> Data for the task
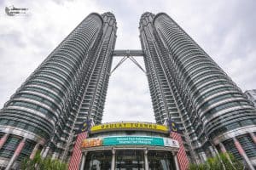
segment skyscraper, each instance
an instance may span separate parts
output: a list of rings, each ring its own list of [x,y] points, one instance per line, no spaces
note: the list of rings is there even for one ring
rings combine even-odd
[[[38,149],[66,157],[84,118],[101,122],[115,32],[112,14],[90,14],[11,96],[0,113],[2,167]]]
[[[256,89],[247,90],[244,93],[247,99],[253,104],[254,107],[256,107]]]
[[[241,89],[167,14],[143,14],[139,29],[156,122],[177,122],[197,161],[217,147],[252,166],[256,111]]]
[[[37,150],[68,160],[79,125],[101,123],[116,30],[113,14],[90,14],[6,102],[1,167]],[[256,110],[236,83],[167,14],[144,13],[139,31],[156,122],[179,125],[193,162],[218,150],[256,166]]]

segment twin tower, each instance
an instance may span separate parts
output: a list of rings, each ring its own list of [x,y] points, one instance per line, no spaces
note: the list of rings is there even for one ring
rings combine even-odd
[[[90,14],[5,103],[1,167],[38,150],[68,160],[80,124],[101,123],[116,31],[113,14]],[[191,162],[218,150],[255,166],[256,110],[241,90],[166,14],[144,13],[139,31],[156,122],[179,125]]]

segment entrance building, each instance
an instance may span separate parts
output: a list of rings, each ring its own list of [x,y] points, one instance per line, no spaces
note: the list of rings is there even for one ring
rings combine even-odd
[[[176,170],[178,141],[166,126],[112,122],[93,126],[80,144],[80,170]]]

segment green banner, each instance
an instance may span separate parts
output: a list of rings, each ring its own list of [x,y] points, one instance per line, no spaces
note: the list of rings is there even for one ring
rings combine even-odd
[[[164,146],[163,138],[124,136],[103,138],[103,145],[158,145]]]

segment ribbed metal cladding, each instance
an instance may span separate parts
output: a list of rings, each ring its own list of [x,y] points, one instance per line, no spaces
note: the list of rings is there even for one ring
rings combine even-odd
[[[89,83],[84,87],[83,99],[78,106],[79,114],[73,131],[79,130],[84,117],[91,118],[96,124],[102,122],[117,31],[116,20],[112,13],[104,13],[102,17],[104,20],[103,35],[96,54],[96,60],[88,78]],[[76,136],[69,145],[67,156],[71,156]]]
[[[172,111],[166,107],[167,99],[171,97],[160,90],[167,85],[176,101],[174,106],[188,142],[193,150],[198,154],[201,152],[199,154],[201,158],[202,154],[208,156],[211,143],[218,144],[256,131],[256,111],[251,103],[173,20],[163,13],[157,15],[145,13],[141,18],[140,31],[158,122],[162,122],[166,114],[173,119]],[[161,71],[157,72],[159,64]],[[161,76],[164,77],[160,80]],[[162,111],[157,110],[159,105],[163,108]],[[239,133],[234,133],[235,130]],[[243,140],[243,144],[244,141],[248,143],[247,147],[253,145],[251,140]],[[251,156],[253,154],[248,154],[249,157]]]
[[[85,118],[101,122],[115,32],[112,14],[90,14],[11,96],[0,111],[0,130],[11,134],[14,148],[26,138],[26,144],[47,146],[48,155],[60,157]],[[6,143],[0,150],[7,161],[8,150]]]
[[[154,14],[144,13],[141,17],[139,29],[155,121],[157,123],[164,123],[170,117],[177,122],[183,132],[183,139],[187,154],[195,155],[190,153],[192,140],[189,140],[187,133],[190,120],[172,75],[165,70],[166,63],[160,60],[166,52],[160,48],[154,36]],[[184,126],[184,123],[189,125]]]

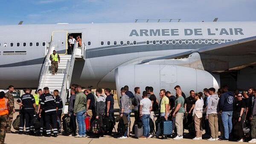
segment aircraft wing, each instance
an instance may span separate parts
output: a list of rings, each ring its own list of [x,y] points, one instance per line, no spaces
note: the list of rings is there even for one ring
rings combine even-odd
[[[256,64],[256,36],[216,44],[180,53],[144,60],[152,60],[187,57],[197,52],[204,69],[209,71],[238,70]]]

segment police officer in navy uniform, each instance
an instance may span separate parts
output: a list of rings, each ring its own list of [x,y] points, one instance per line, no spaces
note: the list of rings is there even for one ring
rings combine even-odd
[[[26,89],[25,90],[25,94],[22,95],[20,98],[18,99],[17,101],[19,105],[22,107],[23,110],[21,115],[22,118],[20,118],[21,120],[20,123],[19,134],[23,134],[23,129],[24,127],[24,118],[25,118],[26,134],[28,135],[30,134],[32,135],[34,133],[34,113],[36,110],[35,109],[35,101],[33,95],[29,93],[30,90],[29,89]],[[24,118],[23,118],[24,117]]]
[[[61,114],[62,114],[62,108],[63,108],[63,104],[62,99],[58,95],[58,90],[55,89],[53,91],[54,96],[55,96],[55,101],[56,101],[56,105],[57,106],[57,119],[59,122],[58,124],[58,130],[59,133],[61,132]]]
[[[46,128],[46,136],[51,136],[51,129],[50,124],[52,124],[53,136],[58,136],[58,129],[57,128],[56,107],[55,99],[53,95],[49,92],[48,87],[44,88],[44,96],[42,97],[41,101],[39,117],[41,117],[41,113],[43,109],[45,112],[45,127]]]

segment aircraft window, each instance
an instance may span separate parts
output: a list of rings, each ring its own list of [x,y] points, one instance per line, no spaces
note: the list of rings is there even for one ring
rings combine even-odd
[[[228,42],[228,40],[227,39],[224,40],[224,43],[227,43]]]
[[[212,43],[212,44],[215,43],[215,40],[214,39],[212,39],[212,40],[211,40],[211,43]]]
[[[202,44],[202,40],[199,39],[198,40],[198,44]]]
[[[191,40],[191,43],[192,44],[195,44],[195,40]]]
[[[159,44],[163,44],[163,40],[159,40]]]
[[[208,44],[209,43],[209,41],[207,39],[204,40],[204,43]]]
[[[218,44],[221,43],[221,39],[218,40]]]
[[[166,44],[169,44],[169,43],[170,43],[170,41],[169,41],[169,40],[166,40]]]
[[[155,40],[153,40],[153,44],[157,44],[157,41]]]
[[[149,40],[147,40],[147,41],[146,41],[146,44],[149,44]]]

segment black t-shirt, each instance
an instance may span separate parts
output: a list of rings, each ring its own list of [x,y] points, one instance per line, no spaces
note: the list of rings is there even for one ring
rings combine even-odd
[[[157,111],[157,110],[158,110],[158,109],[156,109],[154,108],[154,105],[156,104],[157,103],[157,97],[156,97],[156,96],[155,95],[152,94],[152,95],[150,95],[150,96],[149,97],[149,99],[151,101],[154,101],[154,102],[153,103],[153,105],[152,105],[153,109],[152,109],[152,111]]]
[[[88,109],[95,109],[95,99],[94,98],[94,95],[93,95],[93,94],[91,92],[89,93],[88,95],[87,95],[86,100],[87,101],[88,101],[88,100],[90,100],[89,108]]]
[[[105,112],[107,113],[107,108],[108,107],[108,102],[110,101],[110,107],[108,113],[112,113],[114,112],[114,98],[112,95],[108,95],[106,98],[106,107],[105,107]]]
[[[195,104],[195,100],[192,96],[190,96],[189,97],[186,98],[185,99],[184,104],[186,104],[186,112],[188,112],[189,110],[190,110],[191,107],[192,107],[192,106]]]
[[[174,95],[171,95],[170,97],[168,97],[169,98],[169,104],[171,106],[170,110],[172,109],[172,108],[174,107],[175,104],[175,100],[176,100],[176,97]]]
[[[244,101],[237,101],[235,103],[234,106],[234,112],[240,112],[242,108],[245,107],[245,102]]]

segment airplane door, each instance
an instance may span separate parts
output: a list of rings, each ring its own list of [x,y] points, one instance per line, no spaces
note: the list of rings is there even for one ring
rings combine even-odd
[[[59,54],[67,53],[67,31],[55,31],[52,34],[52,46]]]

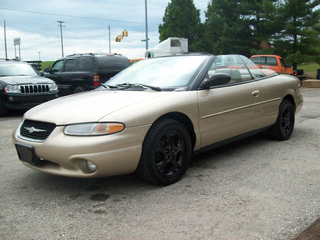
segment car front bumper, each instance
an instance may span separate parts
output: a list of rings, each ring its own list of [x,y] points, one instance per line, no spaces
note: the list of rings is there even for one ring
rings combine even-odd
[[[3,94],[2,101],[7,108],[30,109],[58,97],[58,91],[45,94]]]
[[[138,166],[142,144],[150,125],[128,128],[112,135],[76,136],[64,134],[58,126],[42,142],[20,139],[15,130],[14,144],[34,146],[36,155],[42,159],[39,165],[22,162],[26,166],[48,174],[76,178],[98,178],[133,172]],[[90,171],[86,160],[96,166]]]

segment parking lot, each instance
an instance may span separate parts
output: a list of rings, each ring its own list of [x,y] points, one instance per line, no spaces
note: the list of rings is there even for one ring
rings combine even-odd
[[[23,112],[1,118],[0,239],[290,239],[320,217],[320,88],[302,91],[290,140],[198,155],[168,186],[30,169],[10,136]]]

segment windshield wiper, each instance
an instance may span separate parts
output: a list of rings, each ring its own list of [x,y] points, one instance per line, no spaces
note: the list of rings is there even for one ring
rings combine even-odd
[[[121,88],[117,86],[112,86],[112,85],[105,85],[104,84],[102,84],[102,86],[103,86],[106,88],[111,89],[111,88],[116,88],[116,89],[121,89]]]
[[[148,89],[151,89],[152,90],[154,90],[155,91],[158,92],[164,92],[164,90],[162,88],[158,86],[150,86],[150,85],[146,85],[145,84],[129,84],[128,82],[126,82],[126,84],[118,84],[116,85],[116,87],[119,87],[119,89],[125,89],[128,88],[132,87],[136,87],[136,88],[144,88]]]

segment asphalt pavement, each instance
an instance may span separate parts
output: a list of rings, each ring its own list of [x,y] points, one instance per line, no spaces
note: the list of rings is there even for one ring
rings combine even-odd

> Written task
Output only the lines from the one holding "segment asphalt pavement, each instance" through the last line above, exactly as they appear.

> Final result
segment asphalt pavement, each instance
an instance may span separate parts
output: a list of rings, each ring its own list of [x,y] points, one instance per line, no spaces
note: the list of rings is there even for one ring
rings combine even-odd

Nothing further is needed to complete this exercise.